- DATA TO EXAMINE -
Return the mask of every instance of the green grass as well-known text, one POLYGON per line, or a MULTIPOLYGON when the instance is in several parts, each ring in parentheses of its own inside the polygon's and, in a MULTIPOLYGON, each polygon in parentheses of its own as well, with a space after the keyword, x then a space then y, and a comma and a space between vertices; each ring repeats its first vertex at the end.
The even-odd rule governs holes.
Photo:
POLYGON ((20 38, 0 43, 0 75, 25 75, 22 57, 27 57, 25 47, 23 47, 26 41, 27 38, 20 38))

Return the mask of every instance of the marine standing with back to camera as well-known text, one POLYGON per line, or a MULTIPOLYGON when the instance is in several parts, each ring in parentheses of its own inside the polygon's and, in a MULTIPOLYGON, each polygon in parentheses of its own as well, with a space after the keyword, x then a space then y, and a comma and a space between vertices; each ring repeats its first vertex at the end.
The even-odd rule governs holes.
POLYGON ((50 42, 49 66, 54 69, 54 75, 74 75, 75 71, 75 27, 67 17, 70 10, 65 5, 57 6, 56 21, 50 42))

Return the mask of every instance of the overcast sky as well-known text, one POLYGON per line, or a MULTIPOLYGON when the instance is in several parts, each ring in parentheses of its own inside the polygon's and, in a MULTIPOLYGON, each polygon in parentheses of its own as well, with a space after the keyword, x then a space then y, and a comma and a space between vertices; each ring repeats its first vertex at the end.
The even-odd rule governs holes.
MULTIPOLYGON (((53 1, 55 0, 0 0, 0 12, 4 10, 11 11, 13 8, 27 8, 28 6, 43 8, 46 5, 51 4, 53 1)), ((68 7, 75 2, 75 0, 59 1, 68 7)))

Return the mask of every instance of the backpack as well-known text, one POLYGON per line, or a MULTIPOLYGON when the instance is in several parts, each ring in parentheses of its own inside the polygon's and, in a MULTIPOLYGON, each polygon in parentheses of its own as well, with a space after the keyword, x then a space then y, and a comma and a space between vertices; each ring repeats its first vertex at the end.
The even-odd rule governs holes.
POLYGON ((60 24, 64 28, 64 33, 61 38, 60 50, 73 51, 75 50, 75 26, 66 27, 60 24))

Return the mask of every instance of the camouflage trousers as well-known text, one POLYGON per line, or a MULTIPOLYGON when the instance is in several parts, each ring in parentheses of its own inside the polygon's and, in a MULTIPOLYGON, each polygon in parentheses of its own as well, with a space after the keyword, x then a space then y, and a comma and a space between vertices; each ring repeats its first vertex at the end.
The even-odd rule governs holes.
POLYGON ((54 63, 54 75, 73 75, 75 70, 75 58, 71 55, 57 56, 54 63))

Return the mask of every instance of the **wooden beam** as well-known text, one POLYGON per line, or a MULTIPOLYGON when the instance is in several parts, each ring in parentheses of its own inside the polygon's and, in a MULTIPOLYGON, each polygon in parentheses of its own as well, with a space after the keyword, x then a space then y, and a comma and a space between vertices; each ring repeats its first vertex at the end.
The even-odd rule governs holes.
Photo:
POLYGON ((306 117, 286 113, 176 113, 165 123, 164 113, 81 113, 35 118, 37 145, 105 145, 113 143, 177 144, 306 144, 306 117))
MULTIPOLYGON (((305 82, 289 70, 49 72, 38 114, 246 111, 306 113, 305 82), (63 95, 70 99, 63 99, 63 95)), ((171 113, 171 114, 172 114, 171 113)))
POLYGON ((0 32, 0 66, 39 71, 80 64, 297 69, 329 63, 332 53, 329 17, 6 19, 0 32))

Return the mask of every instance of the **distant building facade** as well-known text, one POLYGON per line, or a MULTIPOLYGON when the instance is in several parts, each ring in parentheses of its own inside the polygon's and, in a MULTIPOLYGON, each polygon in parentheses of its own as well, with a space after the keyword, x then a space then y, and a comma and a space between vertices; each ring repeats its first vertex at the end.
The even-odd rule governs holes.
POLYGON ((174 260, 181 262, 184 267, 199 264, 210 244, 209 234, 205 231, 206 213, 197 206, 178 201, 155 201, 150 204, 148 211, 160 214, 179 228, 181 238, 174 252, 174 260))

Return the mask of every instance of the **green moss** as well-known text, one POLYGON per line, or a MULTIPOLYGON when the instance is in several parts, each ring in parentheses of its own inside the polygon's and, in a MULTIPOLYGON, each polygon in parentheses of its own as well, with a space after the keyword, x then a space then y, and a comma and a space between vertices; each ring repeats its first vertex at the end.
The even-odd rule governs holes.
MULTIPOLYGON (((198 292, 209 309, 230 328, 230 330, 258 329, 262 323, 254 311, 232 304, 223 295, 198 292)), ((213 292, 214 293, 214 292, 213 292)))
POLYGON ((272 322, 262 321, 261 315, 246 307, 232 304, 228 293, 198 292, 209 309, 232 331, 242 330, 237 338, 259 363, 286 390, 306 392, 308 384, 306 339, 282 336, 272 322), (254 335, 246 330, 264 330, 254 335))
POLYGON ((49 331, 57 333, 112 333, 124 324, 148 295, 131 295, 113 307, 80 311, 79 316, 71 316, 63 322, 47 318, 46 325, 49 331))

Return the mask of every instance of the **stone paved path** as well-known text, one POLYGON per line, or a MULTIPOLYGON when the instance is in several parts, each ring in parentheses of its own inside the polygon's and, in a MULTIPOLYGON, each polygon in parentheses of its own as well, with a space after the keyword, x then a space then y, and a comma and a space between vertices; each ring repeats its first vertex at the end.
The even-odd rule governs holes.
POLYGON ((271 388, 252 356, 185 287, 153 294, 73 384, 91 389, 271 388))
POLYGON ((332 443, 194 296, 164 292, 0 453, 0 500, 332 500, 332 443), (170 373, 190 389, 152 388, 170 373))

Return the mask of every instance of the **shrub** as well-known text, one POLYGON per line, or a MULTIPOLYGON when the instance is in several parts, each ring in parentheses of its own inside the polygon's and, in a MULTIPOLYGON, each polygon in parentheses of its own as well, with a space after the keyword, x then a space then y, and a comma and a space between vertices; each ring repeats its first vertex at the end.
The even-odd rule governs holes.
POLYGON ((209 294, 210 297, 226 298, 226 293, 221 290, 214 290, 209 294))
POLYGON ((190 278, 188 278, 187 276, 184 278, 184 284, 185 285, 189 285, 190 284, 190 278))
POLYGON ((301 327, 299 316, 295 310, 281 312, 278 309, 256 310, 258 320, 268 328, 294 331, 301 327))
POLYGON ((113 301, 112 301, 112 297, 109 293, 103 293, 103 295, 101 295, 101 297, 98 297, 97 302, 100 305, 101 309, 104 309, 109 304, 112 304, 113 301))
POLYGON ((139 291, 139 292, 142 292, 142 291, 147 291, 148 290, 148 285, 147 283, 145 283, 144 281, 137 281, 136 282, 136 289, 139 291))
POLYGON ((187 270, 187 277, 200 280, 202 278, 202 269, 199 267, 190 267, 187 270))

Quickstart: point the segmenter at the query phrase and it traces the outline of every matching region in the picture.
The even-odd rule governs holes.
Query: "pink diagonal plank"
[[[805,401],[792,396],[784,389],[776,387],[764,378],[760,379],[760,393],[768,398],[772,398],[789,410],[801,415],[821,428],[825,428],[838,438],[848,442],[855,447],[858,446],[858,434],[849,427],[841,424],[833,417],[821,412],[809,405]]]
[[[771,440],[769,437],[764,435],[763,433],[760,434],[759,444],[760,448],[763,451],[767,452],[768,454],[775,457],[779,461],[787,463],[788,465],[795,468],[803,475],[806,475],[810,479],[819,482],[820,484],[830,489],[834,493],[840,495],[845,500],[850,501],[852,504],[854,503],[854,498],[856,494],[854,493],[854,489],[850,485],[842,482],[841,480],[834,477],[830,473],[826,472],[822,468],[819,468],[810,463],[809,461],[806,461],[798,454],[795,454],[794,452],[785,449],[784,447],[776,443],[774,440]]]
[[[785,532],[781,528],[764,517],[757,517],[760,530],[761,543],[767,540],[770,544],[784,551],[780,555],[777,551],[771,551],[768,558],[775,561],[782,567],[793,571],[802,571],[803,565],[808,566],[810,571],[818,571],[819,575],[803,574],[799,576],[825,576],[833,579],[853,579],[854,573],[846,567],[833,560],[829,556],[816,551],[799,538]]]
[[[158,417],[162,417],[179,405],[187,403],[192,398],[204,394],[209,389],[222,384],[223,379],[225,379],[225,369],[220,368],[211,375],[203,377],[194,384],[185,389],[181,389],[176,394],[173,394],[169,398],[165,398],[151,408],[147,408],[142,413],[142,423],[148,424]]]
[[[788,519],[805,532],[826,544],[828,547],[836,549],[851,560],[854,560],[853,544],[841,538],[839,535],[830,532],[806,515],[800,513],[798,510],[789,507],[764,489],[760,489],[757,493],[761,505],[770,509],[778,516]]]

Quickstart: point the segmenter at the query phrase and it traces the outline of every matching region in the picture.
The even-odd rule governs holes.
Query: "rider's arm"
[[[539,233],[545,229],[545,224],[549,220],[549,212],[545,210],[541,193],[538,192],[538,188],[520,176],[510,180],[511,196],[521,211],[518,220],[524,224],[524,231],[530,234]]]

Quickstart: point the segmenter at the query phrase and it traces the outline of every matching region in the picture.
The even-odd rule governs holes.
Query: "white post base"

- WHAT THE EXERCISE ASKS -
Through the line that holds "Return the mask of every instance of the marine", repeat the material above exactly, starting at its first line.

- OUTPUT OF THE TASK -
Return the mask of every instance of the green grass as well-known text, one POLYGON per line, or a MULTIPOLYGON when the instance is in several parts, each ring in parentheses of its own inside the polygon's and, in a MULTIPOLYGON, each polygon in parentheses of its own as well, with a space after the keyword, x then a space then y, and a comma and a space between vertices; each ring repeats its first vertex at the end.
The even-odd rule governs holes.
Photo:
POLYGON ((20 38, 0 43, 0 75, 25 75, 22 57, 27 57, 25 47, 23 47, 26 41, 27 38, 20 38))

Return the mask of every instance of the marine standing with back to camera as well-known text, one POLYGON per line, or a MULTIPOLYGON when the instance is in several parts, each ring in parentheses of its own inside the polygon's and, in a MULTIPOLYGON, each polygon in parentheses of its own as well, with a space after the keyword, x then a space then y, and a comma and a space between vertices; each ring repeats its first vertex at the end.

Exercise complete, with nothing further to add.